[Task material Boundary: Start]
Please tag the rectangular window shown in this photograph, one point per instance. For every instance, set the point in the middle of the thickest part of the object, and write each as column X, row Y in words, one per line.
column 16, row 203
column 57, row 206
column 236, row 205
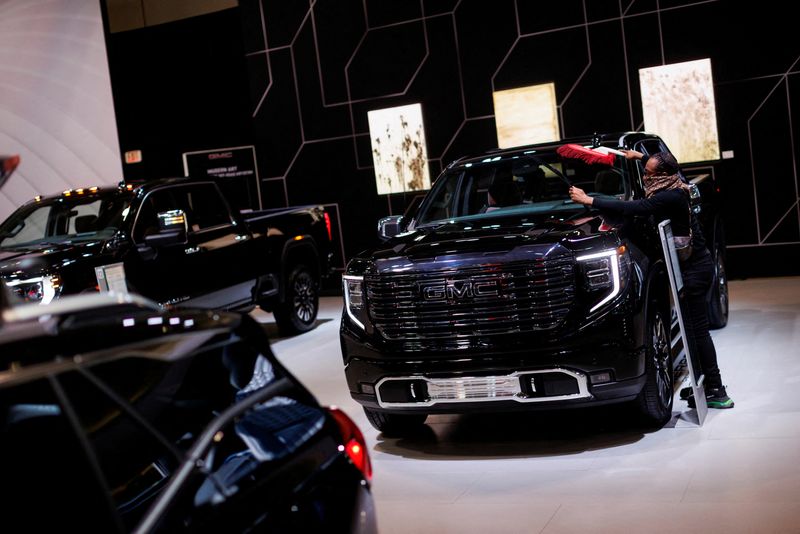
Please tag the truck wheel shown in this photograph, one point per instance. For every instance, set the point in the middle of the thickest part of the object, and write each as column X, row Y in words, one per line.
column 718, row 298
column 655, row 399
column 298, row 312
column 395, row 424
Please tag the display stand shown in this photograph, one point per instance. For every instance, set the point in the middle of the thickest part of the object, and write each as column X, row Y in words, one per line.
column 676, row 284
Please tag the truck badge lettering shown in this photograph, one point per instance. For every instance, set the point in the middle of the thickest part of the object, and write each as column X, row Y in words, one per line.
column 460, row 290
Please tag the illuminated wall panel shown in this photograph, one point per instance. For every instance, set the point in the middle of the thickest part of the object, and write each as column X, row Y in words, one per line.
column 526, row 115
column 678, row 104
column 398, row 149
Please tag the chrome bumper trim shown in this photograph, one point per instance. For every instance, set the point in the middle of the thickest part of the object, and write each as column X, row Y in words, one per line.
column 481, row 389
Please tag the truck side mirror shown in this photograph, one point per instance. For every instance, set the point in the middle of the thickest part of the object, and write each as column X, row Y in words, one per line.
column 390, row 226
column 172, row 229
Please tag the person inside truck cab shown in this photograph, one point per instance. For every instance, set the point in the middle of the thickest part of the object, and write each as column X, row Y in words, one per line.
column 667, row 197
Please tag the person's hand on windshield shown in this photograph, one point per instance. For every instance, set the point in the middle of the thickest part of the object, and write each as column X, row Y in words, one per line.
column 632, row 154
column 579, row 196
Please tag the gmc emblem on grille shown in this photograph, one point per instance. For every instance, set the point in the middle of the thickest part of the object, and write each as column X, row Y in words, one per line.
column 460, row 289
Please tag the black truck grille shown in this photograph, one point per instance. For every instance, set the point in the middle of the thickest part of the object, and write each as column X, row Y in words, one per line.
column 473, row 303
[Task material Boundary: End]
[Task material Boundary: Start]
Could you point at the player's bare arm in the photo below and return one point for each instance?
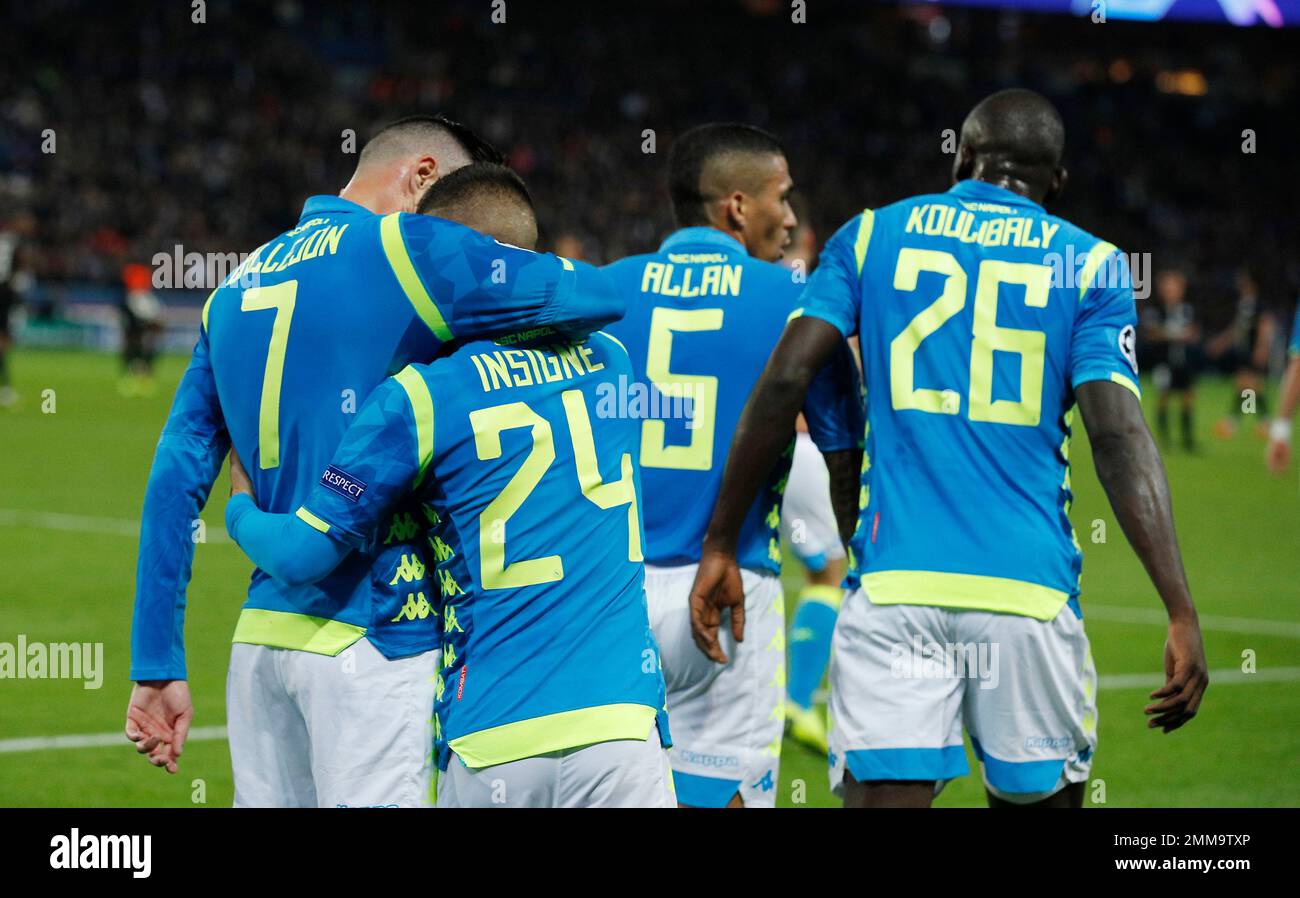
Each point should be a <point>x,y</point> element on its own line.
[Task material Boundary: End]
* [Exercise requirements] What is needed is an exact copy of only the lines above from the one with "Could you point" to the one with "Each point should", both kept, with every picture left out.

* [Task answer]
Could you point at the player's bare arm in the photo below and return one point for each instance?
Each point should be a <point>x,y</point> element on its own line.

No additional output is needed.